## begin Data shown

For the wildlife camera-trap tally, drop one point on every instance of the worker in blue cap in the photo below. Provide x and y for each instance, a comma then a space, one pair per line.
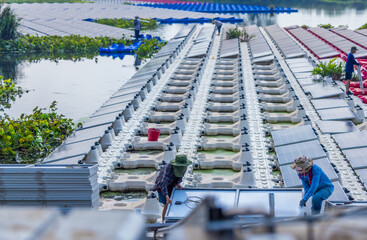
168, 178
349, 68
315, 183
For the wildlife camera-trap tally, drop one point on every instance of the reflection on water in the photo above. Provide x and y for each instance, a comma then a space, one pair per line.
312, 17
80, 87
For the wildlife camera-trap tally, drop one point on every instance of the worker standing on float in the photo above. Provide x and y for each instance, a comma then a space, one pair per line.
169, 177
315, 183
349, 69
137, 27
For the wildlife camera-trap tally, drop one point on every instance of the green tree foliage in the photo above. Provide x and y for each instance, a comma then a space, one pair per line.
32, 137
9, 23
8, 93
146, 24
330, 69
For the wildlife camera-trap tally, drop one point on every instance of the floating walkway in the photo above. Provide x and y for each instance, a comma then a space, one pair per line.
240, 111
64, 19
211, 7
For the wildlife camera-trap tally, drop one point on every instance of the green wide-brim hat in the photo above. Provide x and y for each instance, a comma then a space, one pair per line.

## end Data shown

■ Goal
Scale every x and y coordinate in the answers by 0.75, rounding to whole numbers with halves going up, and write out all the rows above again with their wording unchanged. Leave the pictures out.

■ Solution
For the wildlife camera-trap tally, drop one point on every instance of the worker in blue cap in the photo below. Provide x and y for each instance, a comma then a space, one pair per line.
126, 134
262, 51
236, 137
For the wildlife camera-trap tally, drop one point on every instance of the reflection on water in the photo above. Provide x and y for each instance, a comma then a space, one pair per line.
234, 13
60, 65
For the wildlife camera-trap tally, drop one point on every instance of the worker standing on float in the photo above. Provide x and y for each instance, a comma then a space, one pair per line.
127, 133
236, 137
262, 52
103, 20
For the wildlife camera-trap tally, drop one point on every instance of the green tree foliage in the photo above. Provide x and y for each instance, a comma then a space, one pair per line.
24, 103
7, 17
6, 70
110, 18
248, 52
For the wildlife camera-trap tally, drop one point on every instance of the floating walkway in the photo above. Provide x and y for each instance, a comma then a space, one pair per line.
180, 83
48, 14
158, 5
For the wildlife camera-trap tally, drop one point on every instance of the green wide-brim hat in the photo above. Provide x and y for each instance, a comma then a space, one pair per line.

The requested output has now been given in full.